*Extract to read*

◆ ◆ ◆

Personal experience gives lt. gov. candidate unique perspective on dealing with seniors

  • Wednesday, May 28, 2014

Chris Sokoloski/South Strand News Mike Campbell, R., is running for lieutenant governor.

Mike Campbell has a very personal reason for wanting to be lieutenant governor and oversee the state’s Office on Aging: he spent six years watching his father succumb to Alzheimer’s and his mother struggle with being a full-time caregiver.

“I saw the effect it had on her, trying to take care of him on a day-to-day basis, and it nearly killed her in the process,” Campbell said.

Campbell, 45, is the younger son of former S.C. Gov. Carroll Campbell Jr., who died in 2005 and is buried in All Saints Church Cemetery in Pawleys Island.

Campbell’s mom, Iris, still maintains a second home in DeBordieu.

After the elder Campbell was diagnosed, the entire family got very involved in the Alzheimer’s Association, especially with caregivers.

“So many families don’t have the wherewithal to get any relief,” Campbell said.

Campbell ran as a Republican for lieutenant governor in 2006, but lost in a runoff to Andre Bauer.

Since that time he’s been working with former Gov. Mark Sanford and Gov. Nikki Haley to have the governor and lieutenant governor on the same ticket. That change has been approved and will begin in 2018.

He decided to run again only after Lt. Gov. Glenn McConnell decided not to run for re-election to pursue the presidency of the College of Charleston.

Campbell praised the work of McConnell, who lost his mother to Alzheimer’s, and wants to pick up where McConnell left off.

“He has done a fabulous job with that Office on Aging actually going out to the seniors, to the senior centers and involved them in finding out first-hand what their needs are, what the state can be doing to help these people,” Campbell said.

◆ ◆ ◆

*Available data*
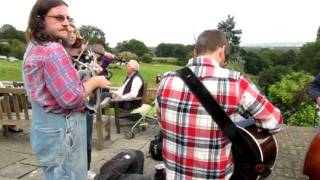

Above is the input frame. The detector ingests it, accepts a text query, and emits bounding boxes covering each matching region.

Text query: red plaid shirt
[23,42,85,114]
[157,57,282,179]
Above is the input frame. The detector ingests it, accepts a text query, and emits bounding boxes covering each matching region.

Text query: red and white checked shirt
[157,57,282,180]
[23,42,85,114]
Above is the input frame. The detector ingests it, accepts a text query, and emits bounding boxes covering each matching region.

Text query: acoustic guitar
[303,133,320,180]
[232,124,278,180]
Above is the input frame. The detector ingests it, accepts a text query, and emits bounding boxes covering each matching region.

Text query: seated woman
[101,60,144,109]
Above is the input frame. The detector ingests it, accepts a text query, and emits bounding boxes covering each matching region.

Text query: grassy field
[0,60,180,87]
[0,60,22,81]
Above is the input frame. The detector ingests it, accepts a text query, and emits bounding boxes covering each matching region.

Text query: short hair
[26,0,68,43]
[127,59,140,71]
[195,29,228,55]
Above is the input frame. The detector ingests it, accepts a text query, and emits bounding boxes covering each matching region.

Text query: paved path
[0,119,315,180]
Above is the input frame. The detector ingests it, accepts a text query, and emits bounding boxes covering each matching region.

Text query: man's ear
[193,49,198,57]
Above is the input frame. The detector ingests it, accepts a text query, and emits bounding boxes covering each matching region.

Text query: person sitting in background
[0,82,23,133]
[101,60,144,109]
[309,73,320,106]
[87,44,116,76]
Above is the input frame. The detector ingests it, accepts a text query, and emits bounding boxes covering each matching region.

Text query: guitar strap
[176,67,271,177]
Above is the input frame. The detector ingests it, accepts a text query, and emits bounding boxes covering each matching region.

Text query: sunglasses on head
[46,14,73,22]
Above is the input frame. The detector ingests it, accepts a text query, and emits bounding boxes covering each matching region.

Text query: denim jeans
[87,113,93,170]
[30,101,87,180]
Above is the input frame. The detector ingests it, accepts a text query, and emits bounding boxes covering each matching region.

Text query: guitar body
[232,125,278,180]
[303,133,320,180]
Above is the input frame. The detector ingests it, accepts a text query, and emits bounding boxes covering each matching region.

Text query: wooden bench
[0,88,30,136]
[95,106,111,150]
[0,87,111,150]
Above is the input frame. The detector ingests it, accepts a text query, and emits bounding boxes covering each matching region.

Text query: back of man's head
[127,59,139,71]
[195,30,228,56]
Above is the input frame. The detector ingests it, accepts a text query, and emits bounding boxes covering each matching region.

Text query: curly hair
[26,0,68,43]
[69,22,86,48]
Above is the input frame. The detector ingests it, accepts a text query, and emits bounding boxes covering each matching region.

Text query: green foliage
[155,43,194,65]
[243,52,272,75]
[225,60,244,73]
[8,39,26,59]
[268,71,314,125]
[116,39,150,56]
[119,51,138,61]
[316,26,320,41]
[152,57,178,65]
[109,64,181,88]
[139,53,152,63]
[258,65,292,94]
[287,103,320,126]
[79,25,112,52]
[0,24,26,43]
[218,15,242,60]
[296,41,320,75]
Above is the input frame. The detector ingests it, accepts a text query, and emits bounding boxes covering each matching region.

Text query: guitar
[232,124,278,180]
[303,133,320,180]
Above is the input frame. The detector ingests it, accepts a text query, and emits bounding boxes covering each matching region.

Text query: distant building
[0,55,8,60]
[8,56,18,62]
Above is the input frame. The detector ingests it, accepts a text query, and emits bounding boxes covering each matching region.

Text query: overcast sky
[0,0,320,47]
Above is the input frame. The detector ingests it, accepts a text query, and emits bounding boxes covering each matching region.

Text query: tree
[116,39,150,56]
[218,15,242,60]
[0,24,26,43]
[79,25,112,52]
[296,41,320,75]
[268,71,315,126]
[316,26,320,41]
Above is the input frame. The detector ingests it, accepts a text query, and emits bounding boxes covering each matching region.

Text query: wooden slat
[3,94,12,119]
[0,119,19,125]
[21,95,30,121]
[0,88,26,94]
[0,98,3,119]
[0,88,30,128]
[11,94,21,119]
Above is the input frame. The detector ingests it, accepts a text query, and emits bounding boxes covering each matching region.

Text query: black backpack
[149,131,163,161]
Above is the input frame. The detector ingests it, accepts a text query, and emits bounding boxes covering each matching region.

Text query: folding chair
[125,100,160,139]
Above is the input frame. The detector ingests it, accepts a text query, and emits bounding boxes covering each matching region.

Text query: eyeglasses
[46,14,73,22]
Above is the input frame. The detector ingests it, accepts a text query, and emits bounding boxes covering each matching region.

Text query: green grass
[0,60,180,88]
[0,59,22,81]
[110,64,180,88]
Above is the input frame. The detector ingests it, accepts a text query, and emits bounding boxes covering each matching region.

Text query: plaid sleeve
[44,43,85,109]
[239,76,283,131]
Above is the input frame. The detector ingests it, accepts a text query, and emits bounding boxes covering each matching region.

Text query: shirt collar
[187,56,220,67]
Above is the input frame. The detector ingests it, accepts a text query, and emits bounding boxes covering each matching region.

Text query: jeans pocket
[31,126,63,166]
[65,115,79,150]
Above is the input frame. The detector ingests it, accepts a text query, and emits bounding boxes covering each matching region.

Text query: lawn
[0,60,180,88]
[0,59,22,81]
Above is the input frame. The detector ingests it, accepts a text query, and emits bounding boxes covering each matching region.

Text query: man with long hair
[23,0,111,180]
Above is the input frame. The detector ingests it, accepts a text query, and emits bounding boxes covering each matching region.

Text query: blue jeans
[30,101,87,180]
[87,113,93,170]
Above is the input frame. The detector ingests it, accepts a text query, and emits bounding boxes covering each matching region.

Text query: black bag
[149,131,163,161]
[94,149,148,180]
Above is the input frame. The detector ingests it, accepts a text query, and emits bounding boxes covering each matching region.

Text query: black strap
[176,67,271,177]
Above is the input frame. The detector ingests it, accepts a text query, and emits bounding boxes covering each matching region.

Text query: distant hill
[241,42,307,50]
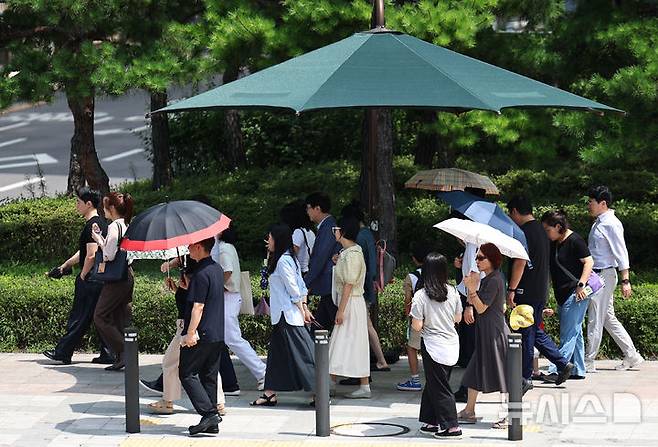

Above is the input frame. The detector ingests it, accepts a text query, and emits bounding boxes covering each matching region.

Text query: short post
[507,334,523,441]
[314,330,330,436]
[123,327,140,433]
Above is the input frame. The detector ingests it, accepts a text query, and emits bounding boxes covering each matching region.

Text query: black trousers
[178,341,224,416]
[418,340,459,430]
[311,295,338,332]
[55,275,113,359]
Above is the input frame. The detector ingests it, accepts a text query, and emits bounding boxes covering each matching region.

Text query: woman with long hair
[458,244,510,428]
[251,224,315,407]
[280,200,315,275]
[411,253,462,438]
[329,217,371,399]
[541,210,594,381]
[92,192,134,371]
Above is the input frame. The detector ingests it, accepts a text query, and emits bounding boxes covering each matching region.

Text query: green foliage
[0,262,658,357]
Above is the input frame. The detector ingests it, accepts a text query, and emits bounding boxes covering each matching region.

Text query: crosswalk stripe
[101,147,144,161]
[0,122,30,132]
[0,177,41,192]
[0,138,27,147]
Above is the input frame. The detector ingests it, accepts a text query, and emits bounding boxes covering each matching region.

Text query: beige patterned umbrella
[404,168,500,195]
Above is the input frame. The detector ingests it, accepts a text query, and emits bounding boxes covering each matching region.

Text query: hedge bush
[0,162,658,270]
[0,264,658,357]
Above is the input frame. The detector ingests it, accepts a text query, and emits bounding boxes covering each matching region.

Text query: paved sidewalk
[0,354,658,447]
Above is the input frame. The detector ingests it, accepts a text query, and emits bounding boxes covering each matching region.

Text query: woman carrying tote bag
[92,192,134,371]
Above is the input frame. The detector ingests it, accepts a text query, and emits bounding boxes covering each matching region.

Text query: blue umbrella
[437,191,528,251]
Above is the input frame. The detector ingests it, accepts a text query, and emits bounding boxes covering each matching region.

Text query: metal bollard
[314,330,330,436]
[506,334,523,441]
[123,327,140,433]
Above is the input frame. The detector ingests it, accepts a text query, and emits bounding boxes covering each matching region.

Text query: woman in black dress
[458,244,510,424]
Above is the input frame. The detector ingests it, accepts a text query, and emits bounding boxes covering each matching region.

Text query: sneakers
[139,379,162,396]
[434,429,462,439]
[147,399,174,414]
[220,388,241,398]
[555,362,575,385]
[521,379,534,396]
[420,425,439,435]
[396,379,423,391]
[345,387,371,399]
[615,352,644,371]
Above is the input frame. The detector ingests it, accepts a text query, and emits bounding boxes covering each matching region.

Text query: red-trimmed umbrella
[121,200,231,251]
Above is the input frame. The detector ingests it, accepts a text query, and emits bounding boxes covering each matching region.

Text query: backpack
[375,239,397,293]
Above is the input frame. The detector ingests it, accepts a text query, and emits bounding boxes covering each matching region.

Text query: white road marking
[0,153,57,169]
[101,147,144,161]
[94,116,114,124]
[0,122,30,132]
[0,177,41,192]
[123,115,146,122]
[0,138,27,147]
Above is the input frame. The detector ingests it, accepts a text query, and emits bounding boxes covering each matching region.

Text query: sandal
[491,418,509,430]
[249,393,277,407]
[457,410,477,424]
[147,399,174,414]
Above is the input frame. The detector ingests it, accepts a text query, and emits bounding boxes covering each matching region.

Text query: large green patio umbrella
[160,28,622,113]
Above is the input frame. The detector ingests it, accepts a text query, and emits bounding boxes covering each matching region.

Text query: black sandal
[249,393,277,407]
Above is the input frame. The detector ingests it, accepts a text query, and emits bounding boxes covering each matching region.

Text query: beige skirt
[329,296,370,377]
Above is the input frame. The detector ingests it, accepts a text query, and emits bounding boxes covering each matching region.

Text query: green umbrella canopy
[159,31,623,113]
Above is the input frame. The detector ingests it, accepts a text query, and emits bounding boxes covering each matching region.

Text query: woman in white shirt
[281,200,315,275]
[251,224,315,407]
[91,192,134,371]
[410,253,462,438]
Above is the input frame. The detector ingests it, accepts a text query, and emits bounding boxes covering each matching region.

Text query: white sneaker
[615,352,644,371]
[345,387,371,399]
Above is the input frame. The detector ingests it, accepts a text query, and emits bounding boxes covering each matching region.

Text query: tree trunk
[151,91,172,190]
[66,92,110,194]
[222,66,247,168]
[414,110,439,169]
[360,109,397,254]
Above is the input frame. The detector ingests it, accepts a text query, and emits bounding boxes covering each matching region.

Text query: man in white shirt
[210,227,265,390]
[585,186,644,373]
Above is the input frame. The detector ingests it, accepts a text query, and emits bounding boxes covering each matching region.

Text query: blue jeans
[516,302,568,379]
[548,293,589,376]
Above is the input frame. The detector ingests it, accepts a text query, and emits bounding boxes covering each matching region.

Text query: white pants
[224,290,265,380]
[585,268,638,364]
[162,320,226,404]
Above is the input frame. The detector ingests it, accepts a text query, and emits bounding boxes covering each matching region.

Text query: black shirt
[514,219,550,306]
[182,256,224,343]
[175,255,197,320]
[551,233,590,306]
[78,216,107,268]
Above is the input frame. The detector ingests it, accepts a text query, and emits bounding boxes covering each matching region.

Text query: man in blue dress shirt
[585,186,644,373]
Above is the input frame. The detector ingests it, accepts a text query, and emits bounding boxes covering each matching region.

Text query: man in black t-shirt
[43,187,114,365]
[179,238,224,435]
[507,196,574,393]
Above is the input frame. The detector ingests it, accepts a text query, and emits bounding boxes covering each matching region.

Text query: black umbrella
[121,200,231,251]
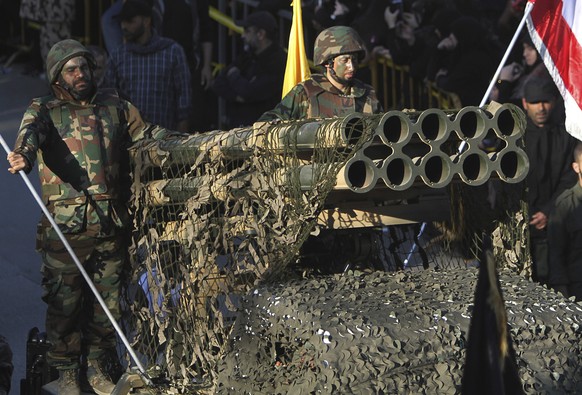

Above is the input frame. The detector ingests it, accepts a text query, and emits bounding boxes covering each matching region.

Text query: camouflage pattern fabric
[14,40,173,367]
[43,39,96,84]
[259,74,382,122]
[313,26,366,65]
[38,228,124,369]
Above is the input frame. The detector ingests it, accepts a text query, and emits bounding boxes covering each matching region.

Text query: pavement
[0,59,48,394]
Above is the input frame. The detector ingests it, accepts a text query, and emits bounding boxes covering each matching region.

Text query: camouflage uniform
[259,26,382,121]
[14,40,167,369]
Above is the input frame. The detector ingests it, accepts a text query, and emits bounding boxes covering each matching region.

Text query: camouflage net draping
[124,113,377,391]
[124,107,527,393]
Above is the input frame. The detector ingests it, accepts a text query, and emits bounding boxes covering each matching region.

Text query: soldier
[8,39,176,395]
[259,26,382,121]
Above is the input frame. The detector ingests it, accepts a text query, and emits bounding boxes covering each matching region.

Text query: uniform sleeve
[14,100,52,173]
[548,191,571,286]
[258,84,309,122]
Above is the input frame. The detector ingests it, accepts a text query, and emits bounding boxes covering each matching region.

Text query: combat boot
[57,369,81,395]
[87,359,115,395]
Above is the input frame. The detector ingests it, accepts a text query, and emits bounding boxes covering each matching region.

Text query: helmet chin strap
[329,60,353,87]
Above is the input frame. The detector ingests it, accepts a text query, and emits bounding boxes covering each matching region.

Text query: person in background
[156,0,215,131]
[427,16,501,106]
[87,45,109,88]
[20,0,76,73]
[522,78,576,284]
[548,141,582,301]
[490,33,550,105]
[105,0,192,132]
[7,39,176,395]
[259,26,382,121]
[212,11,287,129]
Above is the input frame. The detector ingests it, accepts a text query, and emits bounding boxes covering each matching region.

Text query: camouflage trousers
[38,229,125,369]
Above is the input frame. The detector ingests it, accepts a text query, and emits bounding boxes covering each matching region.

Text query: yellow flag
[282,0,311,97]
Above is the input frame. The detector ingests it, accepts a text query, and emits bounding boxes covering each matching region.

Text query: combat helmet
[46,39,95,84]
[313,26,366,66]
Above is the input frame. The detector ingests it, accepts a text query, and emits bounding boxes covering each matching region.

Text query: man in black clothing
[212,11,287,129]
[522,78,576,284]
[548,142,582,301]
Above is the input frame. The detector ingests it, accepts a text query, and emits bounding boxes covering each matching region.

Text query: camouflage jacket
[14,85,168,234]
[259,74,382,121]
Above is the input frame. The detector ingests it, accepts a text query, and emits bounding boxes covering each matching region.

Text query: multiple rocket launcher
[133,103,529,205]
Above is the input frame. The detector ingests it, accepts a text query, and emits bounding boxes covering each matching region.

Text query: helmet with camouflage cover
[46,39,95,84]
[313,26,366,65]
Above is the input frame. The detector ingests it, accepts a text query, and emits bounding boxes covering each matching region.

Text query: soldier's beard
[59,75,95,100]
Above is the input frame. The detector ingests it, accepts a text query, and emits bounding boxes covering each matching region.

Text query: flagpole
[479,1,533,107]
[457,1,533,153]
[0,134,151,383]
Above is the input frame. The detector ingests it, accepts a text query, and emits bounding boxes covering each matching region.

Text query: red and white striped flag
[527,0,582,140]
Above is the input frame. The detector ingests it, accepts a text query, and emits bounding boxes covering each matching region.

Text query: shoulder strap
[303,79,324,118]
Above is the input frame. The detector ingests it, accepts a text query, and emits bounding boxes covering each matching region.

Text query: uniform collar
[311,74,366,97]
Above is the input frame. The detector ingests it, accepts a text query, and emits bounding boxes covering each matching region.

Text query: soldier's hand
[6,152,26,174]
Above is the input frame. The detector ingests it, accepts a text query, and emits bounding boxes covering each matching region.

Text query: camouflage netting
[217,269,582,394]
[124,106,527,393]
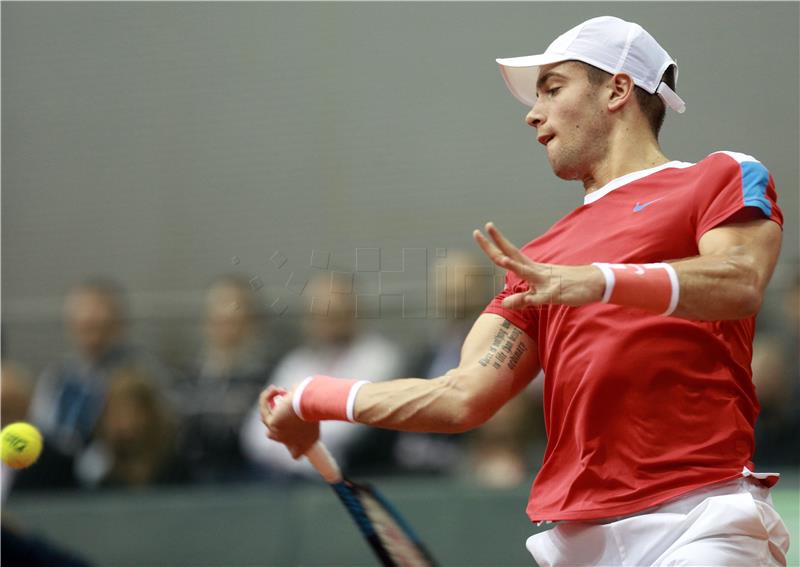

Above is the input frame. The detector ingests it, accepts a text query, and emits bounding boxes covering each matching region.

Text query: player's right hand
[258,386,319,459]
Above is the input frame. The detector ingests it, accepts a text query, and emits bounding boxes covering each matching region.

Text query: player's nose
[525,104,544,128]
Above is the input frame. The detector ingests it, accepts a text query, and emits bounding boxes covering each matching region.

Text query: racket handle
[268,389,342,484]
[306,441,342,484]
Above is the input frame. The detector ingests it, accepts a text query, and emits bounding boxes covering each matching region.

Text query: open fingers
[472,226,536,279]
[472,230,504,267]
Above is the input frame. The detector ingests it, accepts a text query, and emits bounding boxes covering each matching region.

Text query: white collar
[583,161,694,205]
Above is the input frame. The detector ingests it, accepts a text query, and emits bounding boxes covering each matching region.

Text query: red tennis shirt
[485,152,783,521]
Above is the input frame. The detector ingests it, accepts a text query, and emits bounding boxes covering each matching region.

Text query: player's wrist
[292,374,369,422]
[592,262,680,315]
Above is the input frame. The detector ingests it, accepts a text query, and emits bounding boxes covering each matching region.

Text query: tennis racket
[270,396,436,567]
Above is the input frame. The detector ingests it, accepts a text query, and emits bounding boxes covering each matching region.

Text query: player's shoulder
[697,150,764,170]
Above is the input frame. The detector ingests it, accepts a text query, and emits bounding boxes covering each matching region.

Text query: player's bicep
[447,313,541,420]
[698,218,782,291]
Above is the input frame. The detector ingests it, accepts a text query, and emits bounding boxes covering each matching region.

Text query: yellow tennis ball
[0,421,42,469]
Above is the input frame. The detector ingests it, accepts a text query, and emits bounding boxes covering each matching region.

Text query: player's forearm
[671,251,772,321]
[354,373,489,433]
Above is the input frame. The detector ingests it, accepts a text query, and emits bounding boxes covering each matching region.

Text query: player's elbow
[735,286,764,319]
[445,375,493,433]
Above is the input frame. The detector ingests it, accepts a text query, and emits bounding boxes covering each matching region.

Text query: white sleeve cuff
[292,376,314,421]
[346,380,370,423]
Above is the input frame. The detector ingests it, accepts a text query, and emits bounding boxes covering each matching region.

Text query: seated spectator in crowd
[467,384,544,489]
[175,275,277,482]
[76,368,189,488]
[242,274,402,477]
[31,279,164,462]
[752,264,800,470]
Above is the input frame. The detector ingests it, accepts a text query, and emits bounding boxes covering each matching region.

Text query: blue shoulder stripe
[739,161,772,218]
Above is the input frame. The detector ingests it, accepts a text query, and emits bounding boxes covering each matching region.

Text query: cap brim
[496,53,569,106]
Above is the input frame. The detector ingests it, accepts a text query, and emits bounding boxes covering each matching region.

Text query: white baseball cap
[497,16,686,113]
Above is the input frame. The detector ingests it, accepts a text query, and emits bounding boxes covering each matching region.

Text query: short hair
[579,61,675,139]
[68,276,128,321]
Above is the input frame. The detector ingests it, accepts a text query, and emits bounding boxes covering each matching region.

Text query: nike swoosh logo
[633,197,664,213]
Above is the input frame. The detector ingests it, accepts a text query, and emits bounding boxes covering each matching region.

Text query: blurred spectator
[176,275,276,482]
[393,250,535,476]
[242,273,402,477]
[31,279,164,455]
[0,360,76,501]
[77,368,188,487]
[468,386,544,488]
[752,265,800,470]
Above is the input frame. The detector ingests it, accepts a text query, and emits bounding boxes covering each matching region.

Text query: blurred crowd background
[1,258,800,502]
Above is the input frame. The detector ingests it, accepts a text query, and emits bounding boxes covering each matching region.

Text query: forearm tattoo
[478,321,528,370]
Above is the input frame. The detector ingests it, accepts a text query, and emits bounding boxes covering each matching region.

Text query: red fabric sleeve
[483,272,539,342]
[695,152,783,241]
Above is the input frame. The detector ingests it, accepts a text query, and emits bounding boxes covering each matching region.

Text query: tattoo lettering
[478,321,528,370]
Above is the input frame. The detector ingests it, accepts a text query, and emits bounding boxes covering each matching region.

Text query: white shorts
[526,478,789,567]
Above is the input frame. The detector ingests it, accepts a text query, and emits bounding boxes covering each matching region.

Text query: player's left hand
[472,223,605,309]
[258,386,319,459]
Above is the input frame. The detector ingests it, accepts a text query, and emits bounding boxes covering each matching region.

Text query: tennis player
[261,17,789,566]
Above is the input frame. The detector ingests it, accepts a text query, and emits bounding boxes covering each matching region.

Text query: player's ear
[607,73,635,112]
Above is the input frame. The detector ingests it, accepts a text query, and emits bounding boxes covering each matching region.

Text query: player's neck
[582,129,669,195]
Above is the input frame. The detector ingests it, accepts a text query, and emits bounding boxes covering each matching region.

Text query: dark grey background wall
[2,2,800,370]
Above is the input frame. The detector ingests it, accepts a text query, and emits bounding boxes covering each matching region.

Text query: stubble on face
[539,61,608,180]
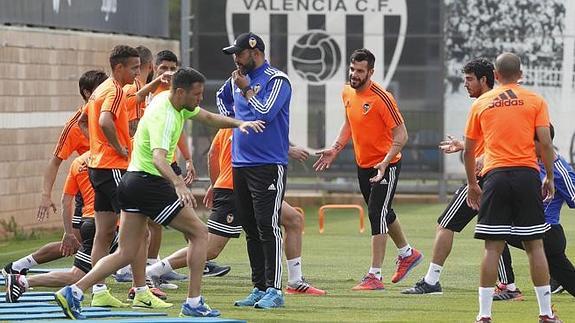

◆ ◆ ◆

*Exercise A*
In the article about Mike Campbell's run for lieutenant governor, who beat him in the 2006 Republican runoff?
*Exercise B*
Carry on the article about Mike Campbell's run for lieutenant governor from the point where it ends.

*Expected output A*
Andre Bauer.

*Expected output B*
That work will only continue to grow as more retires move to the state. Some have labeled the influx of seniors as a “Gray Tsunami.”

“Particularly here on the coast, our senior population is growing by leaps and bounds,” Campbell said. “As our population lives longer, and as more people move into the state, this is going to become more and more of an issue for us.”

If elected, Campbell said he’d evaluate every program to see how effective is it and how it can be improved, and if it isn’t used, reallocate the funds. He’d also involve more “stakeholder groups,” like the Alzheimer’s Association, and faith-based organizations like churches.

“I don’t think the answer is to continue to look to the government to do it,” Campbell said. “I’m a firm believer that the private sector always does it better than the government.”

He’d also use the “bully pulpit” of the lieutenant governor’s office to advocate for small businesses and help create jobs.

“If you’re not creating jobs for your state then you’re not building your economy,” Campbell said. “And if you’re not building your economy, then you don’t have the necessary resources to be able to tackle things like health care [and] like education.”

As the husband of a school teacher and the father of a seventh-grader and a fifth-grader, education is very important to Campbell, but he also ties it in with job creation.

“You can improve education all you want but it does no good if that child, after they graduate from high school or college, doesn’t have a job,” Campbell said. “I think it’s inexcusable that a kid gets an education in his state, but then has to move out of state to pursue their own dreams.”

Campbell lauded Haley for her job creation, but said while she concentrates on international business and getting existing businesses to expand, he’d concentrate on small businesses.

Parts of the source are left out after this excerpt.